ASSIGNED TASK:
After locating the line that contains "Target: papers on desk" in the data below, set down exactly that line and each one after it through the line that contains "Locate the seated", and nothing more.

(DATA PROVIDED Opens)

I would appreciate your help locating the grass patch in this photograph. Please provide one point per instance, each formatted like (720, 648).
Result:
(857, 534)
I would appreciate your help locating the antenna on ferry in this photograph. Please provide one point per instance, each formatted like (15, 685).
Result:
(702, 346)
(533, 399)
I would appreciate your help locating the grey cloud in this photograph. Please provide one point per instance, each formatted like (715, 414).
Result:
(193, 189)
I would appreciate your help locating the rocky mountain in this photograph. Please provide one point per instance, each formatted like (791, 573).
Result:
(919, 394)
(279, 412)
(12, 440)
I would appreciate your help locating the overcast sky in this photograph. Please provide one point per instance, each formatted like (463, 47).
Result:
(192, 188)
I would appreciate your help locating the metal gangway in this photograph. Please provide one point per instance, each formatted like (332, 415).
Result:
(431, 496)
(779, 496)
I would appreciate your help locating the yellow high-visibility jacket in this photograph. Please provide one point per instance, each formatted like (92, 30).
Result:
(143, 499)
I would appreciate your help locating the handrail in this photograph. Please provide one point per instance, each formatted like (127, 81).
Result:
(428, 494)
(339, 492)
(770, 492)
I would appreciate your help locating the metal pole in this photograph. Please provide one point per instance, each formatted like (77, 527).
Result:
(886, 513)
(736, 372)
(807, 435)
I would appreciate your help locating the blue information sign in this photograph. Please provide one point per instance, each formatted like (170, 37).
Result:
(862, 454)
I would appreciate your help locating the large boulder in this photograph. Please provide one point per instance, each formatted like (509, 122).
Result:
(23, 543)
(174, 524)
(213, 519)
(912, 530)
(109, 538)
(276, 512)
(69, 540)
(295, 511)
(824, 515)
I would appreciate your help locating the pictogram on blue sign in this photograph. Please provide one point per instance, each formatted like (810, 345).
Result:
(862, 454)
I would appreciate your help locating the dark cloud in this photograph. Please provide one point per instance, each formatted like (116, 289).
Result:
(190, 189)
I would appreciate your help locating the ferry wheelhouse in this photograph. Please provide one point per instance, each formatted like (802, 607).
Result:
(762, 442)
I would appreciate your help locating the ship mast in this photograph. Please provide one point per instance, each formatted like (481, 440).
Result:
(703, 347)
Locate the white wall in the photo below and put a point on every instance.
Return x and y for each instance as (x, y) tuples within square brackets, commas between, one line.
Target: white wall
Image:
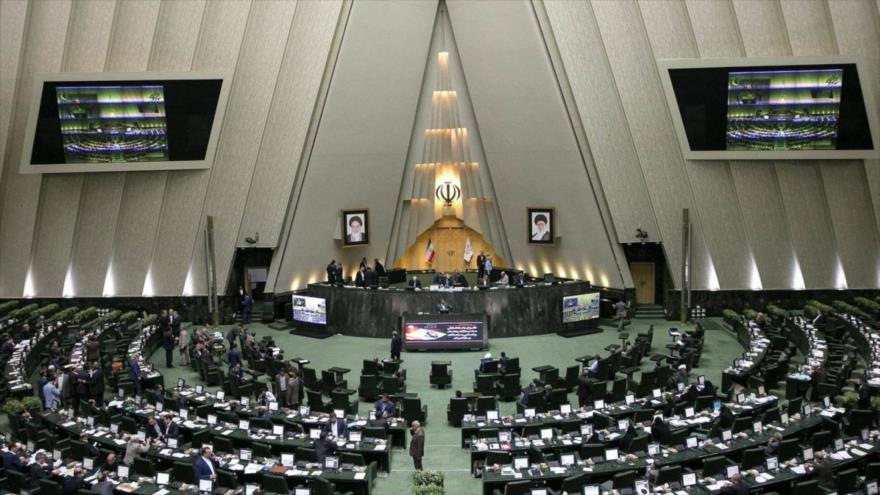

(DATA PROVIDED Closes)
(DATA PROVIDED Opens)

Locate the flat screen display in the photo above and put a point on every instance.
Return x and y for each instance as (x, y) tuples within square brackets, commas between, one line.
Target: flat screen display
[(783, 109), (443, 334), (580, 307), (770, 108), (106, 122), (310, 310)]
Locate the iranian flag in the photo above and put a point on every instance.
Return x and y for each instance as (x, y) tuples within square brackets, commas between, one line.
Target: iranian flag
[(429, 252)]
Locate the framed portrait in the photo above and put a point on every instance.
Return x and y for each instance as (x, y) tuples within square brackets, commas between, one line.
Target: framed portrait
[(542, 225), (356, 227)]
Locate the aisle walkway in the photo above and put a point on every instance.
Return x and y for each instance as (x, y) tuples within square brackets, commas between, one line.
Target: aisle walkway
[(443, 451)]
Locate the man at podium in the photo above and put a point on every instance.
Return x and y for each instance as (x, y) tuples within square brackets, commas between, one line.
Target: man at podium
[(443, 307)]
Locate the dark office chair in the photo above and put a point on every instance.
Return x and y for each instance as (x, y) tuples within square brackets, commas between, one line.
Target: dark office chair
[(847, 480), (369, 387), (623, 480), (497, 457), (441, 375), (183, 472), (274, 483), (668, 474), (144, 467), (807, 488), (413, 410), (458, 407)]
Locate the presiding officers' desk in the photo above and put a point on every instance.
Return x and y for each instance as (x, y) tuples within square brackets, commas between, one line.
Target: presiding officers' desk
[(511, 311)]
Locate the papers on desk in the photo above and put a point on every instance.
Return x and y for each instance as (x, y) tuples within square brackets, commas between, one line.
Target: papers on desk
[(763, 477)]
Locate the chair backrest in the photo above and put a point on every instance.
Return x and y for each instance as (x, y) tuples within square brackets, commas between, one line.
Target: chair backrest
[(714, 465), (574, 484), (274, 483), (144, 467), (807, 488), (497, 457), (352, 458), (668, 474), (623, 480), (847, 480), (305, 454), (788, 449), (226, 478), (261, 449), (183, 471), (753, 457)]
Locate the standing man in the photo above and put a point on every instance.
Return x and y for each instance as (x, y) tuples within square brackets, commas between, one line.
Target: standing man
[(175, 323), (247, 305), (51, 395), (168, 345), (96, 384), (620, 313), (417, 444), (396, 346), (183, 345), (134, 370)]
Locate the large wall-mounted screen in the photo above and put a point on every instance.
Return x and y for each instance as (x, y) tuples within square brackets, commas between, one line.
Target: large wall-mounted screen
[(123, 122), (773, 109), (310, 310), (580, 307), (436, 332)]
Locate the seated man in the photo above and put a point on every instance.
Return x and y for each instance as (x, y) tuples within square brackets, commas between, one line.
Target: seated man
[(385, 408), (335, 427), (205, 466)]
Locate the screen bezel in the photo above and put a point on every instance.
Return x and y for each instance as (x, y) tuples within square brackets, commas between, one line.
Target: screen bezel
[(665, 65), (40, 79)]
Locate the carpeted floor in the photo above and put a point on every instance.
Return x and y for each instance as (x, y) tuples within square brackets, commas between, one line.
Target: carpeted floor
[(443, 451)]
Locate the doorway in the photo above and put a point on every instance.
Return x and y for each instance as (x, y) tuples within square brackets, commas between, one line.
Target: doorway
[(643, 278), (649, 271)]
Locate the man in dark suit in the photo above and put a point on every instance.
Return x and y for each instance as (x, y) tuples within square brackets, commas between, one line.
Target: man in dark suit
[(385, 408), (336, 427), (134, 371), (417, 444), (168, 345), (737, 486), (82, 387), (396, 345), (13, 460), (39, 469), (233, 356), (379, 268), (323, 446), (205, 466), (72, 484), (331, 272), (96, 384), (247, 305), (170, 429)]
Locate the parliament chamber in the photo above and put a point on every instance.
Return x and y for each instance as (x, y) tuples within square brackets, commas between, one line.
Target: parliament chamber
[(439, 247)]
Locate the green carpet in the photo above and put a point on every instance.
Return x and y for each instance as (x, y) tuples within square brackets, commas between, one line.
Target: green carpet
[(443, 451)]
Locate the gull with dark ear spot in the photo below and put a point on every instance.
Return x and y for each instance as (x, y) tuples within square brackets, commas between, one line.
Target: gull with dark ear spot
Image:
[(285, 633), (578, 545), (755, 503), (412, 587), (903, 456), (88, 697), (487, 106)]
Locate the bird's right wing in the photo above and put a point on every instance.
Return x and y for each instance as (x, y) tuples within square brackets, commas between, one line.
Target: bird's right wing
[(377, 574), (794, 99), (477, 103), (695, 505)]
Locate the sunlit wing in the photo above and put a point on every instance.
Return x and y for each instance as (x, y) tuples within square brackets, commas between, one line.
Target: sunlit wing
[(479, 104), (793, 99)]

(DATA PROVIDED Closes)
(DATA PROVIDED Opens)

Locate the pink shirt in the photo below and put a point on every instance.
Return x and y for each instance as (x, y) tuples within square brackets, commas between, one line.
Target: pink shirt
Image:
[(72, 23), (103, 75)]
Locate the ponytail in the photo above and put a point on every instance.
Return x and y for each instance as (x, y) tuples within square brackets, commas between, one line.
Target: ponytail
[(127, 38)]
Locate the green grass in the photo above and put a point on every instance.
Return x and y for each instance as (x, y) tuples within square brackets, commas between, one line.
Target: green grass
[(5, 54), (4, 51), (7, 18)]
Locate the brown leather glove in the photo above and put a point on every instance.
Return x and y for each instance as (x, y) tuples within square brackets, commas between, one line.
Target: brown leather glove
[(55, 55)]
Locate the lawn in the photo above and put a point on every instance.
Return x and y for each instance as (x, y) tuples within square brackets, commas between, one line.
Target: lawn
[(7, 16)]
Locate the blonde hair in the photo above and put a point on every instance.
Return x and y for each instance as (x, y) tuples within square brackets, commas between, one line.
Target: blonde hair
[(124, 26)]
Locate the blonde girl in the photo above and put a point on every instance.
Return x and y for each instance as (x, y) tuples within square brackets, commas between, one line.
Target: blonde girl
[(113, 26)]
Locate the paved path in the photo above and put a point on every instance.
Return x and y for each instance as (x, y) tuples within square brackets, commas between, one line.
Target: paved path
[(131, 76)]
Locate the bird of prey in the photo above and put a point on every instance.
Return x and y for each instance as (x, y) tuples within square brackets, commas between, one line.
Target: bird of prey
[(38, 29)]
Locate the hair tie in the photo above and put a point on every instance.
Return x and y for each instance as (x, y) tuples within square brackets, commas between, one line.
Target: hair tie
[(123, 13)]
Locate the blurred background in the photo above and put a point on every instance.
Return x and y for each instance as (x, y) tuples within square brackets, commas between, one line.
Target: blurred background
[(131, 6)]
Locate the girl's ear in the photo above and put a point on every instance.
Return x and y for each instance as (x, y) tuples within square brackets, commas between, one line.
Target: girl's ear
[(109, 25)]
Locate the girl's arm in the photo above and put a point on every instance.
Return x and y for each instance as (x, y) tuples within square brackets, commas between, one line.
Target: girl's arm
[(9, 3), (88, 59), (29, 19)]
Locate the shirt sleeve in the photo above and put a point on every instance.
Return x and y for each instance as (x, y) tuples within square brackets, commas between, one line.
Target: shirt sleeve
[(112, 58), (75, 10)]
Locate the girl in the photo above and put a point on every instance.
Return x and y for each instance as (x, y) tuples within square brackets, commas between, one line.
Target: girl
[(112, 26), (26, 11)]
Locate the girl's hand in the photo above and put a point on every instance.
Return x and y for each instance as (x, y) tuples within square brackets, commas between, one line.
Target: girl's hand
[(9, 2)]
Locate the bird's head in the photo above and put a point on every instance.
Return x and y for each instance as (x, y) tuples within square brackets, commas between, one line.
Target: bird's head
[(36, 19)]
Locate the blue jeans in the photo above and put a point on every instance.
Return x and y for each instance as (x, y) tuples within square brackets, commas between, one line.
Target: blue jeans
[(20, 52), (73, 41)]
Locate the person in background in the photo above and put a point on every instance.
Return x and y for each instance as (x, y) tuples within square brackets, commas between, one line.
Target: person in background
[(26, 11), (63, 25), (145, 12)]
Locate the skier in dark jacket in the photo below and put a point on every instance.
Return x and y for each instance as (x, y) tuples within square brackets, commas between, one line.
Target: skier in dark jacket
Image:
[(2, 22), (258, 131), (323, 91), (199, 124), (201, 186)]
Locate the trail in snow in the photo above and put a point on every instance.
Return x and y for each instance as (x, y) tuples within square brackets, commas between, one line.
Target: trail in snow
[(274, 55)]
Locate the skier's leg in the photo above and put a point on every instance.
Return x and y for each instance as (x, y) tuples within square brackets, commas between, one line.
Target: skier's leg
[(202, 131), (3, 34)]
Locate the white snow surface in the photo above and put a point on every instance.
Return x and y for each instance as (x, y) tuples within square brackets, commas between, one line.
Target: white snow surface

(DATA PROVIDED Closes)

EXPECTED ANSWER:
Target: papers on desk
[(763, 477)]
Locate the chair backrest in the photo above and put a point on every instance.
Return x and y for each instance as (x, y) tuples within square brackets, commas between, one line.
Target: chair backrest
[(714, 465), (574, 484), (274, 483), (144, 467), (807, 488), (497, 457), (352, 458), (668, 474), (623, 480), (847, 480), (305, 454), (788, 449), (226, 478), (261, 449), (183, 471), (753, 457)]
Locate the standing man in the photo above and put a point on every instance.
Return x and y for each instance as (x, y) tuples within square brackets, commas between, one line.
Target: standing man
[(175, 323), (247, 305), (51, 395), (168, 345), (96, 384), (620, 313), (417, 444), (396, 346), (183, 345), (134, 370)]
Locate the large wall-mounted screen in the photo above and put a point on every instance.
Return x and y for each instance as (x, y) tuples within square brackets, commas between, one line.
Target: large wall-mounted screen
[(123, 122), (773, 109), (310, 310), (580, 307), (436, 332)]
Locate the seated man in the photo above and put a point on every instance.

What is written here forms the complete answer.